_WORK REQUIRED:_ Starting at the beginning of the rows below and ending at the line containing "<point>588,322</point>", rescale every answer coordinate by multiplying it by 1.45 and rounding to the nearest whole number with halves rounded up, and reproduce all other lines, requests included, with their numbers left unchanged. Omit the pictures from the output.

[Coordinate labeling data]
►
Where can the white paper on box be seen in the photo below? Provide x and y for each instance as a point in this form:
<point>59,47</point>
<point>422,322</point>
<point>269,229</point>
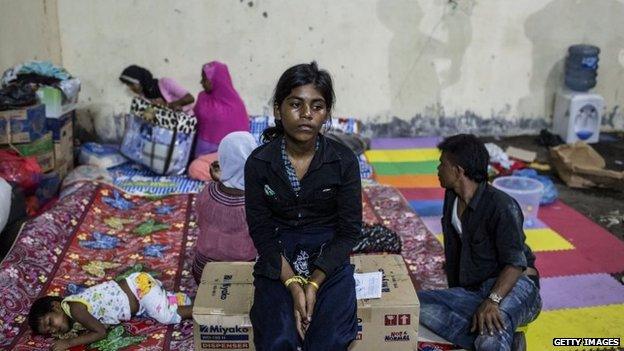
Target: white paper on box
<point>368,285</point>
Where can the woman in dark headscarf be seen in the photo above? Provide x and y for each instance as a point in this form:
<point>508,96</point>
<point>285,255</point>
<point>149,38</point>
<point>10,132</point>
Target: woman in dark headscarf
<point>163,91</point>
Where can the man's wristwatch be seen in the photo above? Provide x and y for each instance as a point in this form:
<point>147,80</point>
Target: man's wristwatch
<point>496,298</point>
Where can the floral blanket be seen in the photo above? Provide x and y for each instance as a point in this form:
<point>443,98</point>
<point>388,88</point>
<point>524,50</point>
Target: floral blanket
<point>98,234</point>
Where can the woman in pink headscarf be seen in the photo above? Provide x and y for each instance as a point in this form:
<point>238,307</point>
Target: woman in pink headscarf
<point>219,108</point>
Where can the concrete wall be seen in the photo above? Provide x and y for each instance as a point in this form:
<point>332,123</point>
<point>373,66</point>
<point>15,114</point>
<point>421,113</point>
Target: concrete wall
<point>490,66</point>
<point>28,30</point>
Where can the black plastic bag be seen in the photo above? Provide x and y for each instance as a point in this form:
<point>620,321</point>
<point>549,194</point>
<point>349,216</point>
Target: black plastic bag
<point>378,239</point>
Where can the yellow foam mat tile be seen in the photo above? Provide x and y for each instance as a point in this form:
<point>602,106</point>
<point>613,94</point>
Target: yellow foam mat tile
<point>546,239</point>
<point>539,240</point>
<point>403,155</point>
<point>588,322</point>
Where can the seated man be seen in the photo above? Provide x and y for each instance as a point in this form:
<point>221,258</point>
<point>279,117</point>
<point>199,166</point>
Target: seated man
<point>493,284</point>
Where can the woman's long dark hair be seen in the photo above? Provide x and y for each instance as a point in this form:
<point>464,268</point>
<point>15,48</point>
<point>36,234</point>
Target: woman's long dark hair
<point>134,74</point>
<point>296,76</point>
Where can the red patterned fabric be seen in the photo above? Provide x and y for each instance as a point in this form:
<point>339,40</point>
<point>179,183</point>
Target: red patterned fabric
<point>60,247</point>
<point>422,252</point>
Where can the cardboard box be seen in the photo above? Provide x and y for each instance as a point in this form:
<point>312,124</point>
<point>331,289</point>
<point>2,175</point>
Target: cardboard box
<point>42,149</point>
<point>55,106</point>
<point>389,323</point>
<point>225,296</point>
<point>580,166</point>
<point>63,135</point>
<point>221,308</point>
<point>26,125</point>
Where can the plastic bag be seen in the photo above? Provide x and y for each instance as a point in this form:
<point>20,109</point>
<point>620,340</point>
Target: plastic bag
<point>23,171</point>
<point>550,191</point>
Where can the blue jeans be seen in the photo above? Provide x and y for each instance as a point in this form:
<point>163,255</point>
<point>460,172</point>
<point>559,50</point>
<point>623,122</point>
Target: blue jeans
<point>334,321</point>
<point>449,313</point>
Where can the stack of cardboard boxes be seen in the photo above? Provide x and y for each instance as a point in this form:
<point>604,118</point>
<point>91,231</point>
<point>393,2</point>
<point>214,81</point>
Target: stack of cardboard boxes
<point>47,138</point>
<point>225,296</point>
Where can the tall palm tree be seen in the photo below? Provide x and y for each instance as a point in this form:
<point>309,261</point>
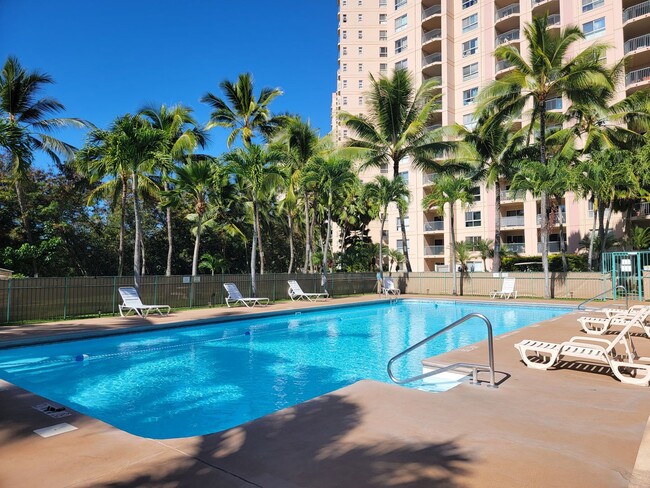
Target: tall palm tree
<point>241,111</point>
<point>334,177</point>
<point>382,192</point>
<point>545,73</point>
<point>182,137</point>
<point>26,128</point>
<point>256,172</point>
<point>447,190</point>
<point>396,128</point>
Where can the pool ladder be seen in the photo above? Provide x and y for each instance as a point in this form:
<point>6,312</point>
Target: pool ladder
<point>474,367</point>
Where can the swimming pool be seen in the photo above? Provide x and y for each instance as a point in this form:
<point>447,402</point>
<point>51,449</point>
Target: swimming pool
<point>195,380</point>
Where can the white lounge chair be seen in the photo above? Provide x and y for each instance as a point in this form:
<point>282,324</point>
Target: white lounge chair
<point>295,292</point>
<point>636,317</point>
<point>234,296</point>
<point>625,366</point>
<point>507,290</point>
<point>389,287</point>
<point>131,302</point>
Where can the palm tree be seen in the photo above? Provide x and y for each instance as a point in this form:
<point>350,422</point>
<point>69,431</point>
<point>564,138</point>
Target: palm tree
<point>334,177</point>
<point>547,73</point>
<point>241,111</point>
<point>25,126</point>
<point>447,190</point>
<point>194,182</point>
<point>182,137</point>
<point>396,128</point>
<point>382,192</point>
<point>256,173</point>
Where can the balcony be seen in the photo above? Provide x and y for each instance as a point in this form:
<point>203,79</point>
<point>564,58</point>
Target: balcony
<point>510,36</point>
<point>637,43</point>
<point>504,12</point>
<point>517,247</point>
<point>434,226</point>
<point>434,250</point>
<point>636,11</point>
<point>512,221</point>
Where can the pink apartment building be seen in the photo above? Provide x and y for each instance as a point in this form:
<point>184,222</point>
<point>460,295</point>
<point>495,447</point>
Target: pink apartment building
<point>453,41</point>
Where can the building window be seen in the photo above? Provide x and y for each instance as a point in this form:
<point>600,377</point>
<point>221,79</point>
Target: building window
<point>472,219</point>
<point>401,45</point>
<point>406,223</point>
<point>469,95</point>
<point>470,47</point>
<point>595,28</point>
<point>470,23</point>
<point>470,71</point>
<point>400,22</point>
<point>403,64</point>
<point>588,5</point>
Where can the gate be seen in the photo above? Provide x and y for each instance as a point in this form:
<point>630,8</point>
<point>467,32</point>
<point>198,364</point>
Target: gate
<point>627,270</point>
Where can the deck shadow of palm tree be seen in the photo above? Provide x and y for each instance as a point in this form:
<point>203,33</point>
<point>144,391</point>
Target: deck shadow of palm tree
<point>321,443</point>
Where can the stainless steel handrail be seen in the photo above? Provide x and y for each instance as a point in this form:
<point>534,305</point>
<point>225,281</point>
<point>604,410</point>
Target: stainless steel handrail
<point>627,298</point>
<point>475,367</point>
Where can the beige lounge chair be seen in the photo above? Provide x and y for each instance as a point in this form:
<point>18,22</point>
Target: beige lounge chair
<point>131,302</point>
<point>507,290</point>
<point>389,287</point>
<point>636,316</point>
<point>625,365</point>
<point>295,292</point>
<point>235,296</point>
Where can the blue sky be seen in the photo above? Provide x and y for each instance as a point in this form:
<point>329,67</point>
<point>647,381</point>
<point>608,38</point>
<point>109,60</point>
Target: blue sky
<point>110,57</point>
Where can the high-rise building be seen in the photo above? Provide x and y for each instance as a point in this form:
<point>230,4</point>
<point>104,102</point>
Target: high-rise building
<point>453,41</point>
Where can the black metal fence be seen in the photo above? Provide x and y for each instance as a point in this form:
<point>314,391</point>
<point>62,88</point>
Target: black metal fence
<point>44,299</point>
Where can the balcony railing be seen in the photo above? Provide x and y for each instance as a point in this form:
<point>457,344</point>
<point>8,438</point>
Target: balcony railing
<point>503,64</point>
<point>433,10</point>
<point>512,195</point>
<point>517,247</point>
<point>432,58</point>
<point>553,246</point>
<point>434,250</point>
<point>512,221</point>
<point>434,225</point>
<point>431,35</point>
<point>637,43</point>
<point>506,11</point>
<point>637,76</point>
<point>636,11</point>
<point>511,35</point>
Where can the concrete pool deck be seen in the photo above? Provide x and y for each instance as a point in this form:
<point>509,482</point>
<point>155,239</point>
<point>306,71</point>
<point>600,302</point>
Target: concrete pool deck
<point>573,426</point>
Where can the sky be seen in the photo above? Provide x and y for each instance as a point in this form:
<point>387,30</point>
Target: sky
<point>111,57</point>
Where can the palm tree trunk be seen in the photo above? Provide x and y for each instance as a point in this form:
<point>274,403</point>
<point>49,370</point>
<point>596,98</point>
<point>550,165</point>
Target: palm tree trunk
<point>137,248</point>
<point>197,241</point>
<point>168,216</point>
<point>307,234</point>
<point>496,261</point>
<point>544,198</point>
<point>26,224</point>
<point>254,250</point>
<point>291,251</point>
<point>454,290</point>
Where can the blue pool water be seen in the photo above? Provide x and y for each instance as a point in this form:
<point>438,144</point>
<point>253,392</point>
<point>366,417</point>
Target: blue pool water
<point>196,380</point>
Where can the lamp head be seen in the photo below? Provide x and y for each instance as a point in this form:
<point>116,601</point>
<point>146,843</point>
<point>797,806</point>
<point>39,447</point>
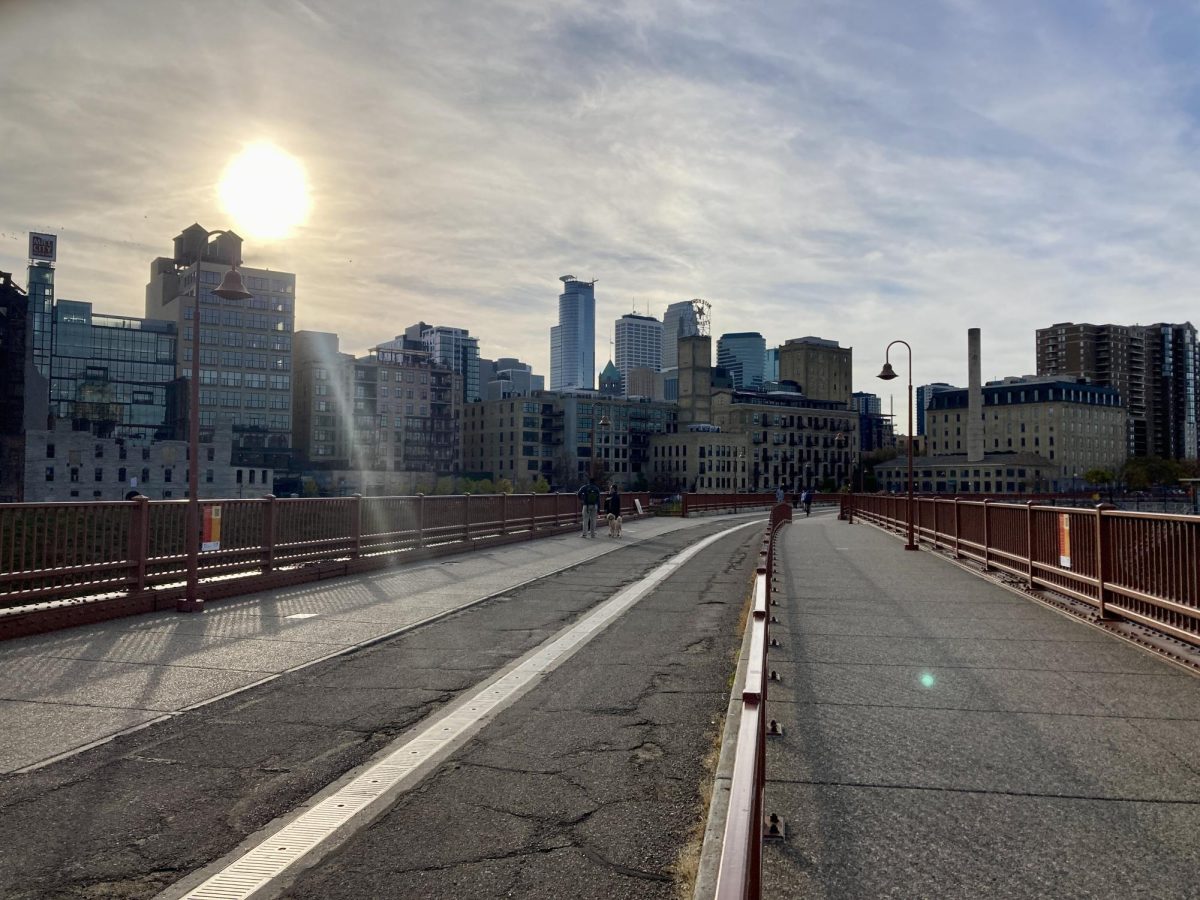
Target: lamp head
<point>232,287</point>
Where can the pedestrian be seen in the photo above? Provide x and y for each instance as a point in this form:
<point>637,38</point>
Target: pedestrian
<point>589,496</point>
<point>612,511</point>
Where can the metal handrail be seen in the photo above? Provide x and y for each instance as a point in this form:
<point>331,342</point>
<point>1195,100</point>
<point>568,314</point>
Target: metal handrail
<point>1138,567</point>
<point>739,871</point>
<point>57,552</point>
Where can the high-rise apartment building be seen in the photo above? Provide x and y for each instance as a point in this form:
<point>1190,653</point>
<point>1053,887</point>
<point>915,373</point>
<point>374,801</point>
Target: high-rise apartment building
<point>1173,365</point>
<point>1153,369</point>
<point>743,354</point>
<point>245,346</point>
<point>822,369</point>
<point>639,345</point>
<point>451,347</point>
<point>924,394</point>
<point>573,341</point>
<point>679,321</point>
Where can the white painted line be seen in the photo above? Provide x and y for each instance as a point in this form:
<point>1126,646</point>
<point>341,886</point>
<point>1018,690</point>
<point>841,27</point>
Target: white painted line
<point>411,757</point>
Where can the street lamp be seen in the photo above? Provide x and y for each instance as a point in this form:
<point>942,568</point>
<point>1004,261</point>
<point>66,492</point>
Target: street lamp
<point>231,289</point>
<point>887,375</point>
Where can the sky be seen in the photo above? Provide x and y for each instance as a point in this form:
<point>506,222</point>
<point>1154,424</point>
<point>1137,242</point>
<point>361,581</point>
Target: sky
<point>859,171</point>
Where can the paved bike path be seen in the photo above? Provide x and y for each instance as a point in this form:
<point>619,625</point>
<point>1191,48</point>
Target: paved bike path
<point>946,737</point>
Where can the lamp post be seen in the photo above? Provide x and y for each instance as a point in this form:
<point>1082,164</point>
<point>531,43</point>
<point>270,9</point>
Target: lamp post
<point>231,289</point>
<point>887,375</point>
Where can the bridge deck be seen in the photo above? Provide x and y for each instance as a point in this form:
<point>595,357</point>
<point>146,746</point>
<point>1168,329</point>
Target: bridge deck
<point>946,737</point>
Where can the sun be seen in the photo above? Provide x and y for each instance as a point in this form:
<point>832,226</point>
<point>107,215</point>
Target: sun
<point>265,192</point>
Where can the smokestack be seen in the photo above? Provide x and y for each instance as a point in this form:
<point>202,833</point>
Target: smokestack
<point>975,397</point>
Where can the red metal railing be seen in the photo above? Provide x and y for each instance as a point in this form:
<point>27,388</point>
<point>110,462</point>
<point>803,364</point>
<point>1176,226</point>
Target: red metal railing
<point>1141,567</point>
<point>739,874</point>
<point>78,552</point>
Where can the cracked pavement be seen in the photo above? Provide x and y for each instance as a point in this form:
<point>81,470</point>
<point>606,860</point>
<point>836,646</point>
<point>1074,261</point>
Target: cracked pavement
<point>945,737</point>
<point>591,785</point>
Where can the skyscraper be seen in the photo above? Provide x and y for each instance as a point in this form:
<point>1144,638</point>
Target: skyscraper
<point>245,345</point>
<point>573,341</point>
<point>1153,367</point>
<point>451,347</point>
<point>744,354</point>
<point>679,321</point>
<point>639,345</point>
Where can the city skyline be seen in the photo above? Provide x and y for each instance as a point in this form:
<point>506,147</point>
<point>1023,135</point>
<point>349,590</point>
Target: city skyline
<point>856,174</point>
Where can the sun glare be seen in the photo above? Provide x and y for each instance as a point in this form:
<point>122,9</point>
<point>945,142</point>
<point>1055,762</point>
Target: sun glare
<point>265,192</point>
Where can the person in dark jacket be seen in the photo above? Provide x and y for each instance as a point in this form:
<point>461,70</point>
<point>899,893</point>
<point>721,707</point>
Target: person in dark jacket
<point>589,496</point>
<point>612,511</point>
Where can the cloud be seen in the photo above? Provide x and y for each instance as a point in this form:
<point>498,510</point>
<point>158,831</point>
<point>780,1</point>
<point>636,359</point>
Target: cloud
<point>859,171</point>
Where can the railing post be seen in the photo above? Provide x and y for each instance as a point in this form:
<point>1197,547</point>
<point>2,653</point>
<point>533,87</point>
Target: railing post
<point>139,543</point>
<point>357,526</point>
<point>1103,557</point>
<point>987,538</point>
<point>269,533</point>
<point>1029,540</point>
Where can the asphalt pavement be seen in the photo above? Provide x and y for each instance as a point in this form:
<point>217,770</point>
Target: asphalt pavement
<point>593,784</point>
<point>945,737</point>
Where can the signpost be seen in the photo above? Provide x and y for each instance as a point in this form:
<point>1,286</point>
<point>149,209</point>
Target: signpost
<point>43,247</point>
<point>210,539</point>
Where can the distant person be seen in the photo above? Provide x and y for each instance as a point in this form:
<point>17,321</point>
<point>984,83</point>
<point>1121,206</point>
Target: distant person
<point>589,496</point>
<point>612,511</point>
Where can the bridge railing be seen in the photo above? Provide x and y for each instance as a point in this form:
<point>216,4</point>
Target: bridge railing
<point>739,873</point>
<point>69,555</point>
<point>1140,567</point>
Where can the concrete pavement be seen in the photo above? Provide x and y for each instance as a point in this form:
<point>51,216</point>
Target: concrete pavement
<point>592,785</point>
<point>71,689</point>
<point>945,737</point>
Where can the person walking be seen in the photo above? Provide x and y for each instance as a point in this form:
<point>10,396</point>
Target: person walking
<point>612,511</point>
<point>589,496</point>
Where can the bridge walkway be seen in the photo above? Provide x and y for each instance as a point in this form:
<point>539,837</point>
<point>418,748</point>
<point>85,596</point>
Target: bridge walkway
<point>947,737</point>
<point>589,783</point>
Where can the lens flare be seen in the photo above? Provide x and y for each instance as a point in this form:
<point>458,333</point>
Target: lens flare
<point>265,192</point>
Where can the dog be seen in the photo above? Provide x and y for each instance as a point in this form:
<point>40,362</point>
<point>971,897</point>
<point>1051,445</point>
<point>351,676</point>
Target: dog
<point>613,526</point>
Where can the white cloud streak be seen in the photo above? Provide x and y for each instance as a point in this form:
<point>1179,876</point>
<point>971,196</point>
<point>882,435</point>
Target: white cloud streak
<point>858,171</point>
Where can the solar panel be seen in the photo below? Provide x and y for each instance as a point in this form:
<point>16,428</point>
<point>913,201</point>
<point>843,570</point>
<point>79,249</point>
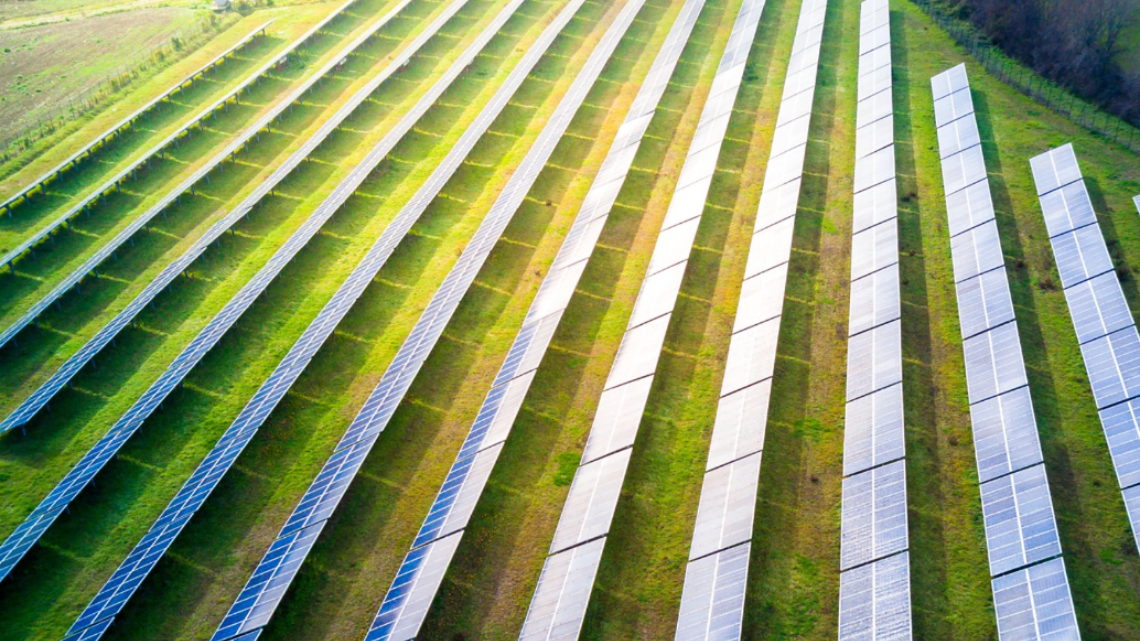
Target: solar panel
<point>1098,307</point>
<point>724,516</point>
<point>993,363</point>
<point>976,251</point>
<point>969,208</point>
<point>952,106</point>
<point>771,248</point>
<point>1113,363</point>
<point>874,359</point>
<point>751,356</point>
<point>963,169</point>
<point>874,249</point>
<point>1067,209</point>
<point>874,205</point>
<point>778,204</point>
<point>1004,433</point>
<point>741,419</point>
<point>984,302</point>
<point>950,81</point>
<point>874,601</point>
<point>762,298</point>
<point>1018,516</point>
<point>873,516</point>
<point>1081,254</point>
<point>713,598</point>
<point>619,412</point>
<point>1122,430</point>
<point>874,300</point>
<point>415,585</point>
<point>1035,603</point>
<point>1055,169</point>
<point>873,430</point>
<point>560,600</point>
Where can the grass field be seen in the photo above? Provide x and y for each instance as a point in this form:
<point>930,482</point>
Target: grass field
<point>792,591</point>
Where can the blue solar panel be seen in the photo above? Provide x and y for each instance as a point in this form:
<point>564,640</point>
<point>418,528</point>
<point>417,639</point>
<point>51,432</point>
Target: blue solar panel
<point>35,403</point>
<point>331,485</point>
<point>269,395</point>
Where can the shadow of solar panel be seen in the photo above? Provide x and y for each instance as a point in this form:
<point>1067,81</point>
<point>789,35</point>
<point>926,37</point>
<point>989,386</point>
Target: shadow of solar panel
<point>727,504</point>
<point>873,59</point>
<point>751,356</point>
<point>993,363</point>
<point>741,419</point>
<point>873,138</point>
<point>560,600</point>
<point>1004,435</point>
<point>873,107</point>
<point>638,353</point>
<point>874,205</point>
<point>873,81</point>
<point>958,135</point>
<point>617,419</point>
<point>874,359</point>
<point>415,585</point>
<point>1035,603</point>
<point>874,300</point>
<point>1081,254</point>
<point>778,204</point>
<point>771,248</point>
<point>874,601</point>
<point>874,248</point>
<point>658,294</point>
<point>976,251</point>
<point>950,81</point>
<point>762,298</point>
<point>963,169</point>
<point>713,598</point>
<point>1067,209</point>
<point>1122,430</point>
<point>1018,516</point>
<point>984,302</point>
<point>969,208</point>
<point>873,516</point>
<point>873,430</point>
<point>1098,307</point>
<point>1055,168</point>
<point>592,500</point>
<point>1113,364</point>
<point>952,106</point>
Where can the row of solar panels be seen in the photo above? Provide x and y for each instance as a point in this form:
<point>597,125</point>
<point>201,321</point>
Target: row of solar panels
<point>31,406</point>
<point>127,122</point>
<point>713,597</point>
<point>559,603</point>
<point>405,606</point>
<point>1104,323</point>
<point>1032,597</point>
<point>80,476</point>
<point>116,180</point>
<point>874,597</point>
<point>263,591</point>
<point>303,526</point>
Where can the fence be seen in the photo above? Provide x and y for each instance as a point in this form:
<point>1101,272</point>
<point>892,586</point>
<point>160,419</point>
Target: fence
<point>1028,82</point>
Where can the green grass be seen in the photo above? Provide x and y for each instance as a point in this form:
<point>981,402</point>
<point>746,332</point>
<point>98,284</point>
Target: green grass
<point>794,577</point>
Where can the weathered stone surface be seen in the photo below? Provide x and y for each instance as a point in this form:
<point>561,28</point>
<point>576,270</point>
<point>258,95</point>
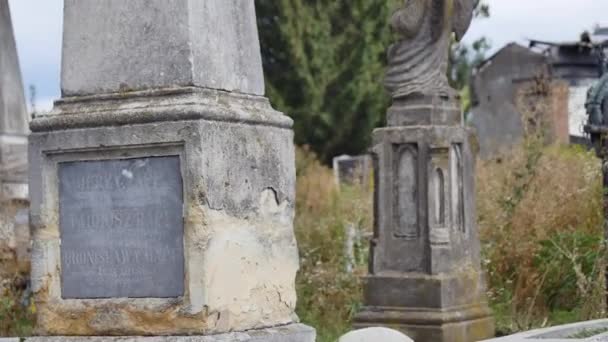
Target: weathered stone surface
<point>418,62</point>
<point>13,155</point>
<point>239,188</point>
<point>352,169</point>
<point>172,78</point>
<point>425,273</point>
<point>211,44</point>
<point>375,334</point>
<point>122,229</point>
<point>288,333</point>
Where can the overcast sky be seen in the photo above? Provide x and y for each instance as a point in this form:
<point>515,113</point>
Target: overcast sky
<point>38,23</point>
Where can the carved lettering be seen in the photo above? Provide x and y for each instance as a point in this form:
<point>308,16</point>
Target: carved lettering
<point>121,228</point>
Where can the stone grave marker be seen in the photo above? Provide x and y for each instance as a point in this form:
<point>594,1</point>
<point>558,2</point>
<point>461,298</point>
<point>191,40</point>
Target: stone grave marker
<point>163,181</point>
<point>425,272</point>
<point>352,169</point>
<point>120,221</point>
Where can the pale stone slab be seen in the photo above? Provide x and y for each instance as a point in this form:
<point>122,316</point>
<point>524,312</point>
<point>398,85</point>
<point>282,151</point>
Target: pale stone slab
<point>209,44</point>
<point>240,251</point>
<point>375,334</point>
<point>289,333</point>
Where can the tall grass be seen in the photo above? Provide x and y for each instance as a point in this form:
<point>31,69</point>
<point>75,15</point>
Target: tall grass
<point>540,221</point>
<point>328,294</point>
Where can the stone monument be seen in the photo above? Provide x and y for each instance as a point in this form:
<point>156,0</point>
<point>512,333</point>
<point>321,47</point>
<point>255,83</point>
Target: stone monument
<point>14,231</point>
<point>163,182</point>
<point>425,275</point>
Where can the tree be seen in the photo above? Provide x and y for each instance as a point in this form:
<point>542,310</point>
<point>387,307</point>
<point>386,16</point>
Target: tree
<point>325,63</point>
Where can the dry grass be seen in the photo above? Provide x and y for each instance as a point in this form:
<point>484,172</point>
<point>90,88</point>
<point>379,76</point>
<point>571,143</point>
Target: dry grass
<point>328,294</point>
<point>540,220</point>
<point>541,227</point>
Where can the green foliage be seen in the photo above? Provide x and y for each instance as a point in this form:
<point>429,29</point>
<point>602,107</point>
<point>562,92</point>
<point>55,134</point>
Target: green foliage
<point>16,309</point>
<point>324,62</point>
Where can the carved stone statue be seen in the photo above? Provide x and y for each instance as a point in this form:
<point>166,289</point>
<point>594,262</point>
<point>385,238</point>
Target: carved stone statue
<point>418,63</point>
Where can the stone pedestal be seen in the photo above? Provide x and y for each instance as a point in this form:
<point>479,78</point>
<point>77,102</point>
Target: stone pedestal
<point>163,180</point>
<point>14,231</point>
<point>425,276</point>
◄
_THE ANSWER:_
Where can the white paper on box be seen in the photo below? Provide x and y for each instance as a point in this form:
<point>59,47</point>
<point>422,322</point>
<point>269,229</point>
Target: white paper on box
<point>534,413</point>
Where can the woman in dark headscarf be seen in the photo above? Provide x and y for each instance as a point in this form:
<point>508,96</point>
<point>285,255</point>
<point>149,38</point>
<point>10,132</point>
Target: woman in dark headscarf
<point>236,132</point>
Where can the man's wristwatch be seen in the photo above? Provide x and y for each instance as a point in this form:
<point>147,80</point>
Target: man's wristwatch
<point>719,432</point>
Where can the floral blanket be seen in the photo above? Provide x and y for each instance as a point in this form:
<point>443,98</point>
<point>388,88</point>
<point>524,50</point>
Target: floral blanket
<point>142,339</point>
Where can the woman in pink headscarf be seen in the photo above? Provide x and y for each instance as a point in this form:
<point>238,307</point>
Target: woman in pink headscarf
<point>318,157</point>
Where can the concrete wall be seen in the photo above? Provide x and y for each instance as a point in this form:
<point>332,123</point>
<point>373,66</point>
<point>15,114</point>
<point>421,113</point>
Target: concrete wall
<point>711,96</point>
<point>41,44</point>
Where can the black plastic bag be seen in the photo above? Provide x and y for each instance as a point in this form:
<point>620,321</point>
<point>549,194</point>
<point>349,216</point>
Target: black plastic bag
<point>548,347</point>
Where can the yellow foam mat tile be seen in the photo above? Provide x and y for each instance as a point in this form:
<point>602,106</point>
<point>613,94</point>
Target: yellow foam mat tile
<point>792,347</point>
<point>782,348</point>
<point>584,225</point>
<point>853,467</point>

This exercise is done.